WHAT IS NEEDED. Return, copied in full, each row of the records below that contains the word "line".

(Photo labels with boxes)
______

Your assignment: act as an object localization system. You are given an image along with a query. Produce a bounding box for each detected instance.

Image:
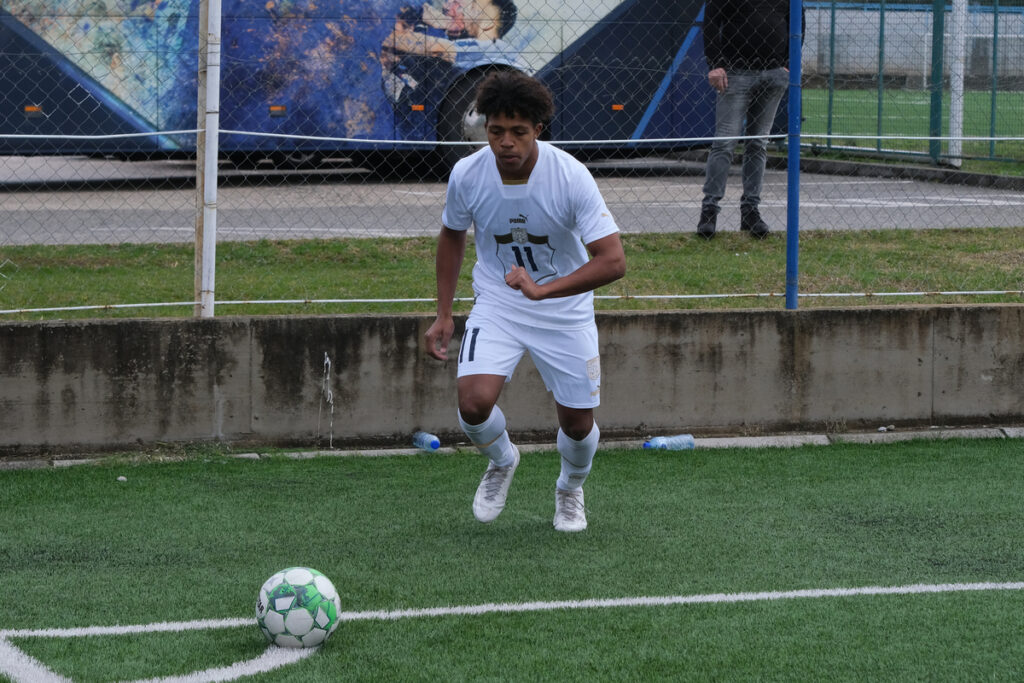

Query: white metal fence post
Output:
[196,0,221,317]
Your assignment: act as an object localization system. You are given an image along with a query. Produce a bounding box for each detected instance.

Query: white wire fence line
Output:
[0,133,1024,147]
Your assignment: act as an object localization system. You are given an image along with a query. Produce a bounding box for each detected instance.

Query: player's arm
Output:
[505,232,626,301]
[424,226,466,360]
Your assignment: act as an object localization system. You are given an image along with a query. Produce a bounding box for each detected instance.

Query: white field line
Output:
[123,647,316,683]
[0,582,1024,683]
[0,582,1024,641]
[0,637,70,683]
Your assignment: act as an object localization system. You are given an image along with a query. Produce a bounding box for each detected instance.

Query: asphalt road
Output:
[0,157,1024,247]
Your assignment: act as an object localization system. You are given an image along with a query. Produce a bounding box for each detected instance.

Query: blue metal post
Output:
[785,0,804,310]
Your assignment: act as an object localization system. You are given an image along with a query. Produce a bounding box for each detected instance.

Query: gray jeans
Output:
[701,68,790,211]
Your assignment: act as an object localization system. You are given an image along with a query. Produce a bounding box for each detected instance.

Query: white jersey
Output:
[441,140,618,329]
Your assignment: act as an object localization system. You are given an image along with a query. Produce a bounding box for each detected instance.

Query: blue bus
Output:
[0,0,714,162]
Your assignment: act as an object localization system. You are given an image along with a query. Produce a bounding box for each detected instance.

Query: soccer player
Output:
[425,72,626,531]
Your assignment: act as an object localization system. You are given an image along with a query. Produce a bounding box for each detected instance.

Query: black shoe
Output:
[697,209,718,240]
[739,209,771,240]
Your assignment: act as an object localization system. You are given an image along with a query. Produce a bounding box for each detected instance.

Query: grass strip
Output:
[0,228,1024,321]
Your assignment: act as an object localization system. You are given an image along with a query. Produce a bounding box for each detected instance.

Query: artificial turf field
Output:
[0,439,1024,682]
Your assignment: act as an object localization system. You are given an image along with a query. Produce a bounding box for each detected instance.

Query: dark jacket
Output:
[703,0,803,71]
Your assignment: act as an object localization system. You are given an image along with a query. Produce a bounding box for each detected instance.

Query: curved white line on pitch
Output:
[120,645,316,683]
[0,582,1024,641]
[0,582,1024,683]
[0,638,71,683]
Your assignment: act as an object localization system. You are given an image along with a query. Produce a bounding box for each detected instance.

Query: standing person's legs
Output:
[701,71,753,212]
[739,69,788,218]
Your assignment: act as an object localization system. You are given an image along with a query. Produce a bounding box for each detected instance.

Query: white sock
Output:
[555,422,601,490]
[459,405,515,467]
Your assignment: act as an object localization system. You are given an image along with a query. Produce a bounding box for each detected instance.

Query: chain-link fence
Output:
[0,0,1024,314]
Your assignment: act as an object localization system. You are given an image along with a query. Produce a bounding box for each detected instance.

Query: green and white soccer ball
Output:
[256,567,341,647]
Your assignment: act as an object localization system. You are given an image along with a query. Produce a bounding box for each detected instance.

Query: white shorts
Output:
[459,313,601,409]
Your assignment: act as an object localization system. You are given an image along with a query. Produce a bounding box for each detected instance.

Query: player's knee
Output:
[459,396,494,425]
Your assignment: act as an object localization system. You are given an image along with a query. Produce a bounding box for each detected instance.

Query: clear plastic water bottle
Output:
[643,434,693,451]
[413,431,441,451]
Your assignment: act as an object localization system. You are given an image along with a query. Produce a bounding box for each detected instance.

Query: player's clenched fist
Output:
[505,265,541,301]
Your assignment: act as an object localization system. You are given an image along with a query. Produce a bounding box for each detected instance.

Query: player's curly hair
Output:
[476,71,555,124]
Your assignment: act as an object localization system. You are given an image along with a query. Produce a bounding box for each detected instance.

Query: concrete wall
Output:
[0,305,1024,456]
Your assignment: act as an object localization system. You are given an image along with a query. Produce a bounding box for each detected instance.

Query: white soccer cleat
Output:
[555,488,587,531]
[473,444,519,523]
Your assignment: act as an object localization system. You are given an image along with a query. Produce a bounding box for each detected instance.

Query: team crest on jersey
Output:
[495,225,558,283]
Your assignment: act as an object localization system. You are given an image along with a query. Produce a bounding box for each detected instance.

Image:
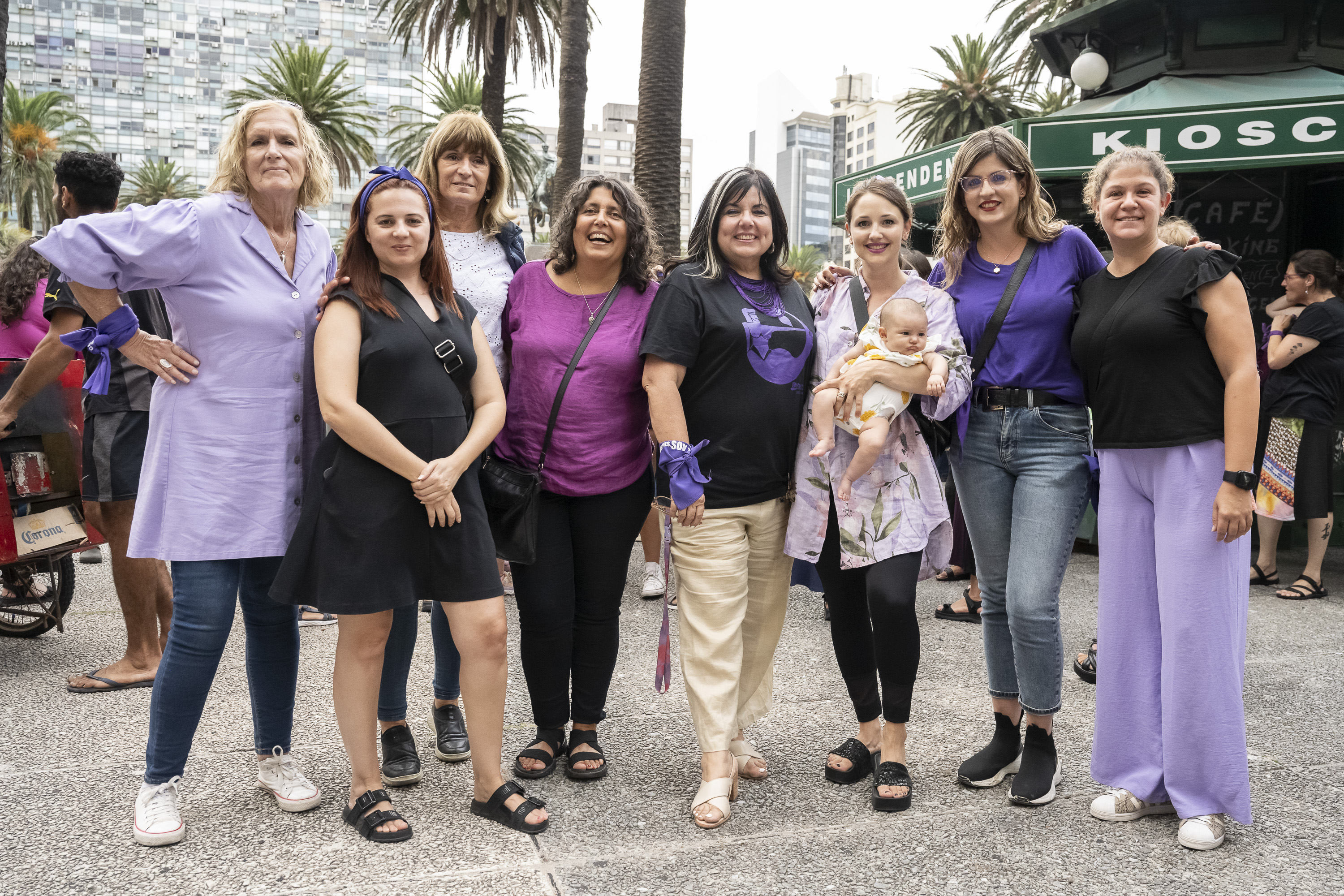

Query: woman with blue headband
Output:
[270,168,548,842]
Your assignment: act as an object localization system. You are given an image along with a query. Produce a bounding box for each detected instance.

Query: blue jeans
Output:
[378,600,462,721]
[145,557,298,784]
[952,405,1090,716]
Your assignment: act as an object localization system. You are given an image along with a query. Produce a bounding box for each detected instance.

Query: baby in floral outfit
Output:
[809,298,948,501]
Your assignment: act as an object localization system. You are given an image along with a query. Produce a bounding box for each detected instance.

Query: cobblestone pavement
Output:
[0,540,1344,896]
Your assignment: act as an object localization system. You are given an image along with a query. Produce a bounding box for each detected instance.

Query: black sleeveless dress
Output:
[270,276,503,614]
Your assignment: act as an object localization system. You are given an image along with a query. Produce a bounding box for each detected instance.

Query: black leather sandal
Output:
[872,762,915,811]
[341,790,411,844]
[824,737,878,784]
[472,780,551,834]
[564,728,606,780]
[513,728,564,780]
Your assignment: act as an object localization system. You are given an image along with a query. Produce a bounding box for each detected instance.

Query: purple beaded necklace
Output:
[728,270,784,319]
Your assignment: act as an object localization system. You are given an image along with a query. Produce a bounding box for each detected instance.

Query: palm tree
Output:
[387,66,546,192]
[0,81,98,230]
[551,0,589,202]
[634,0,685,258]
[899,35,1027,148]
[378,0,560,137]
[224,40,378,188]
[985,0,1087,89]
[121,159,200,206]
[786,246,827,297]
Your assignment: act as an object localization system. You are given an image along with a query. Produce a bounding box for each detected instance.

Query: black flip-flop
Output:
[1274,575,1329,600]
[66,669,155,693]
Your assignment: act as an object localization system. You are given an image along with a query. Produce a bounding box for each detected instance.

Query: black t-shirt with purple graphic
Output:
[640,265,816,509]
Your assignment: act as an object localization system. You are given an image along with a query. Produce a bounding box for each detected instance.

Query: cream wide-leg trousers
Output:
[672,498,793,752]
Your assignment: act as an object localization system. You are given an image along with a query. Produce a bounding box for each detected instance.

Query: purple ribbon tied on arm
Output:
[60,305,140,395]
[659,439,710,508]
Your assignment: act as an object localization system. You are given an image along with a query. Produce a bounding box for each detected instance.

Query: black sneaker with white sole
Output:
[1008,725,1064,806]
[957,712,1021,787]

______

ANSWER IN FULL.
Query: white wire fence line
Query: white field line
Query: curved white line on pitch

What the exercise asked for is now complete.